→ Short exercise
Extract all records. Keep each one exact.

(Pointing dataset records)
━━━
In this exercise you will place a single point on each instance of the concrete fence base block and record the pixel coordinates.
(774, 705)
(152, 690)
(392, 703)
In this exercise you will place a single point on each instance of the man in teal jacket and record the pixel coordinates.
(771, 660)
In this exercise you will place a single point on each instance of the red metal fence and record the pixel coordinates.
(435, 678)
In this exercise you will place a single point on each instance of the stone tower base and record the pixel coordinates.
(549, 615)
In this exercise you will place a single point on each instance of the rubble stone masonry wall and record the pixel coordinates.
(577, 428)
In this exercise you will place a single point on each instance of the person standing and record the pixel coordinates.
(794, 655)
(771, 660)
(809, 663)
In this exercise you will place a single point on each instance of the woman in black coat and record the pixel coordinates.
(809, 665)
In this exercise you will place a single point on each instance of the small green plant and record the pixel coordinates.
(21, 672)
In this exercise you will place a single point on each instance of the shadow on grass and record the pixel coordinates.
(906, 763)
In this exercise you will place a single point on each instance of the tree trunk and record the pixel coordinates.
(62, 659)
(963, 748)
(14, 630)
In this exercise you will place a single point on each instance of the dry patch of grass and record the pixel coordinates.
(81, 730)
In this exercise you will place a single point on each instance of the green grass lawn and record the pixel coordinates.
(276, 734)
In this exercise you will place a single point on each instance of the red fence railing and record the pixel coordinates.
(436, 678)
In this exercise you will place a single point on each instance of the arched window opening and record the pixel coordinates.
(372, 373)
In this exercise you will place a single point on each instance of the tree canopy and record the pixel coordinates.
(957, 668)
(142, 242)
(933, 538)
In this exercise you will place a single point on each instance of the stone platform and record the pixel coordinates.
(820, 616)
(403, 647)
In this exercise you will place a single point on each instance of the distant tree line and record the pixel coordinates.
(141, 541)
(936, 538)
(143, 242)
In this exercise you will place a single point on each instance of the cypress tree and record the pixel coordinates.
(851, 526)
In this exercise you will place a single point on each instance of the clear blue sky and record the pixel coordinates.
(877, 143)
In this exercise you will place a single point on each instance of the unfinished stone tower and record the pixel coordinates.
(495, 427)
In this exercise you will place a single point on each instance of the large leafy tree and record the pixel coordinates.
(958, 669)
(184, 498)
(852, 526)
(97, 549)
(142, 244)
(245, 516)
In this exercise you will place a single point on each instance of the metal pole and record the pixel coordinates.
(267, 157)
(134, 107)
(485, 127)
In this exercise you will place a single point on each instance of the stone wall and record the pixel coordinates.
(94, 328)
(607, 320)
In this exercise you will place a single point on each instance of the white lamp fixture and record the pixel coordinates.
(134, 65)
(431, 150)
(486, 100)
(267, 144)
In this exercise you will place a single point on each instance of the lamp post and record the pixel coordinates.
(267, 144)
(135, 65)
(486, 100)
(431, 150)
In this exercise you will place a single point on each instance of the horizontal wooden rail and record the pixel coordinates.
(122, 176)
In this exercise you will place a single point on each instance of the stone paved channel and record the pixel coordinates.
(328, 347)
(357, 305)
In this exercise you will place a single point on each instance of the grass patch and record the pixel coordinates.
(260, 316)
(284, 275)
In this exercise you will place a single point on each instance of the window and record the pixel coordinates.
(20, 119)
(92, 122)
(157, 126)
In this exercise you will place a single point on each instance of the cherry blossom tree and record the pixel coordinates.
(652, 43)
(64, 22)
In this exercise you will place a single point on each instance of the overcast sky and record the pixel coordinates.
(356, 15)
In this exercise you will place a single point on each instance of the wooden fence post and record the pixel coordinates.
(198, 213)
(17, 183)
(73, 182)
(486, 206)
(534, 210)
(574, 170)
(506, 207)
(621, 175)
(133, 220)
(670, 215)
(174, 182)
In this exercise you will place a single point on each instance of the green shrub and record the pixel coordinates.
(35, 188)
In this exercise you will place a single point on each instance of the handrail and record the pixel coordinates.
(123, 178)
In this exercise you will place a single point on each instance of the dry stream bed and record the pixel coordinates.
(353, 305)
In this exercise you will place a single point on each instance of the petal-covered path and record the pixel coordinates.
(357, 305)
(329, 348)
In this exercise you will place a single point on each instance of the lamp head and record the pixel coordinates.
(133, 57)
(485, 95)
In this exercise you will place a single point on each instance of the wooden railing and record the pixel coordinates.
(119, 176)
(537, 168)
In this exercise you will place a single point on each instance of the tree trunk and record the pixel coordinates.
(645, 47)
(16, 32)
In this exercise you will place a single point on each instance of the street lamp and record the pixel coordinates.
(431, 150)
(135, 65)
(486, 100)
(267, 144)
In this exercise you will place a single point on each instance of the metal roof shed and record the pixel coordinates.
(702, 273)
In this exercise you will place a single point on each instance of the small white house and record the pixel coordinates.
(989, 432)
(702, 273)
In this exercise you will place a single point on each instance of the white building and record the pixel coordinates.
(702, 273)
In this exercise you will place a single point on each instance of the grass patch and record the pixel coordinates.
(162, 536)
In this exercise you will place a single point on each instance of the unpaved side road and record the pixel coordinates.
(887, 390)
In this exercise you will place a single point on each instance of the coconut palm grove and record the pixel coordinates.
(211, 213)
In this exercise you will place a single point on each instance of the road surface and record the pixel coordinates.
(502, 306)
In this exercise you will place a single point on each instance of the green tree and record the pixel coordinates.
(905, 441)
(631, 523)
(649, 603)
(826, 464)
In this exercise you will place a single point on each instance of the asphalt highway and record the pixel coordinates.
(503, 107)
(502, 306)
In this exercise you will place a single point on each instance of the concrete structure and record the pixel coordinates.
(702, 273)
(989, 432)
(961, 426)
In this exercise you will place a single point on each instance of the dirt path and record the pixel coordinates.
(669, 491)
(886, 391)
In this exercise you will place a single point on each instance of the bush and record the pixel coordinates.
━━━
→ Exercise result
In this exercise you will place a single point on each instance of the concrete fence base block and record the pixel coordinates.
(774, 705)
(152, 690)
(392, 703)
In this exercise you will place a single point on each instance of the man in teal jacket and record the pixel coordinates.
(771, 660)
In this exercise you will place a single point on each instance of the red metal fence and record the pixel coordinates.
(435, 678)
In this exercise you will place a single point on each instance of the stone tower base and record the pixel coordinates.
(549, 615)
In this exercise you will place a single point on each instance of the rubble stone masonry wall and record the pixel coordinates.
(577, 428)
In this exercise you will place a single point on each instance of the person standing and record the pixel coordinates.
(794, 655)
(771, 660)
(809, 663)
In this exercise you will place a single point on each instance of the woman in black coat and record the pixel coordinates.
(809, 665)
In this exercise you will place a single point on each instance of the small green plant and record the pixel coordinates.
(21, 672)
In this exercise you will place a single point on each instance of the shadow on grass and record the pixel coordinates.
(906, 763)
In this exercise you will place a single point on each instance of the tree trunk and record the pixel coordinates.
(62, 659)
(963, 748)
(14, 630)
In this exercise you will place a single point on each instance of the dry patch of grass and record the pixel coordinates.
(81, 730)
In this exercise you will place a single point on each instance of the green grass lawn and record the pixel coordinates.
(276, 734)
In this exercise you will place a single point on each instance of the red fence railing and record the pixel coordinates.
(436, 678)
In this exercise you will place a single point on each instance of the arched window opening and record the pixel coordinates.
(372, 373)
In this exercise you will place a single point on each instance of the tree canopy and record the pixel coordinates.
(957, 668)
(142, 242)
(933, 538)
In this exercise you will place a single point on each instance of the stone platform and record the pixel coordinates.
(820, 616)
(403, 647)
In this exercise you will place a single point on each instance of the distant tree line and record the pixel coordinates.
(141, 541)
(936, 538)
(143, 242)
In this exercise you will place a single point on each instance of the cypress tree and record the pixel coordinates.
(851, 526)
In this exercise you will place a single point on each instance of the clear blue sky and record the pixel coordinates.
(877, 143)
In this exercise you will place a single point on each instance of the unfinished stone tower and record the pixel coordinates.
(495, 427)
In this exercise you will place a single point on each instance of the large leafy tree and record the pixel coordinates.
(958, 669)
(184, 498)
(852, 526)
(97, 549)
(142, 244)
(245, 516)
In this exercise you will place a single point on each instance of the metal pole and record the pixel coordinates.
(267, 157)
(134, 107)
(485, 127)
In this exercise you will place a single point on each instance of the stone wall and record the pixel coordinates.
(94, 328)
(607, 320)
In this exercise you will place a single point on each instance of the white lamp fixture and record the pixel coordinates.
(134, 65)
(431, 150)
(486, 100)
(267, 144)
In this exercise you will place a single point on each instance of the lamp post and record the pixel coordinates.
(267, 144)
(135, 65)
(486, 100)
(431, 150)
In this exercise you will place a single point on each instance of the horizontal wooden rail and record the pixel coordinates.
(122, 176)
In this exercise you will place a single point on each instance of the stone paved channel and record the pixel coordinates.
(328, 347)
(357, 305)
In this exercise you will place a single point on each instance of the grass patch and record the pixel coordinates.
(260, 316)
(284, 275)
In this exercise you will place a single point on each instance of the window and record the pixel coordinates.
(20, 119)
(92, 122)
(157, 126)
In this exercise you will place a single point on each instance of the cherry blossom tree and record the pixel coordinates.
(652, 43)
(64, 22)
In this exercise you will place a single point on each instance of the overcast sky and record the pixel coordinates.
(356, 15)
In this exercise you will place a single point on each instance of the wooden fence post and record the pixel coordinates.
(198, 213)
(17, 183)
(73, 182)
(486, 206)
(534, 210)
(574, 170)
(506, 207)
(621, 175)
(133, 220)
(670, 215)
(174, 182)
In this exercise you will place a single point on each instance of the green shrub and record the pixel coordinates.
(35, 188)
In this exercise you will place a single point on each instance of the handrail and record the pixel coordinates.
(123, 178)
In this exercise you will place a single point on each instance of the dry stream bed and record the pixel coordinates.
(353, 305)
In this exercise you will place a single point on each instance of the petal-covered path and record the pixel coordinates.
(357, 305)
(329, 348)
In this exercise you will place a single point on each instance of the lamp head and record the pixel coordinates.
(133, 57)
(485, 95)
In this exercise you will place a single point on each instance of the wooden railing and record the pixel coordinates.
(119, 176)
(537, 168)
In this exercise you will place a single point on each instance of the tree trunk and record the pixel coordinates.
(645, 47)
(16, 32)
In this exercise you will place a single point on each instance of the street lamp and record the pixel coordinates.
(431, 150)
(135, 65)
(486, 100)
(267, 144)
In this exercise you will place a single point on each instance of the metal roof shed and record the pixel coordinates.
(702, 273)
In this exercise you will place a single point on each instance of the small white house and record the pixel coordinates.
(989, 432)
(702, 273)
In this exercise you will place a single point on each instance of the white building and record the pixel coordinates.
(702, 273)
In this exercise you will place a single point on each instance of the grass patch and record the pixel coordinates.
(162, 536)
In this exercise you will place a single point on each instance of the unpaved side road and record the pixel coordinates.
(887, 390)
In this exercise you will place a single point on each instance of the coconut palm grove and record the pixel coordinates.
(211, 213)
In this exercise you will place a single point on each instance of the road surface and record the pixel coordinates.
(502, 306)
In this exercise you will place a single point on each instance of the green tree and record the pixel coordinates.
(905, 441)
(631, 523)
(649, 603)
(826, 464)
In this exercise you will place a single point on each instance of the asphalt highway and record the pixel coordinates.
(503, 107)
(502, 306)
In this exercise you will place a single point on each instance of the concrete structure and record the pixel coordinates.
(702, 273)
(989, 432)
(961, 426)
In this exercise you will place a single point on each instance of the dirt path and record the pixel coordinates.
(669, 491)
(886, 391)
In this exercise you will place a single point on each instance of the bush and record the pixel coordinates.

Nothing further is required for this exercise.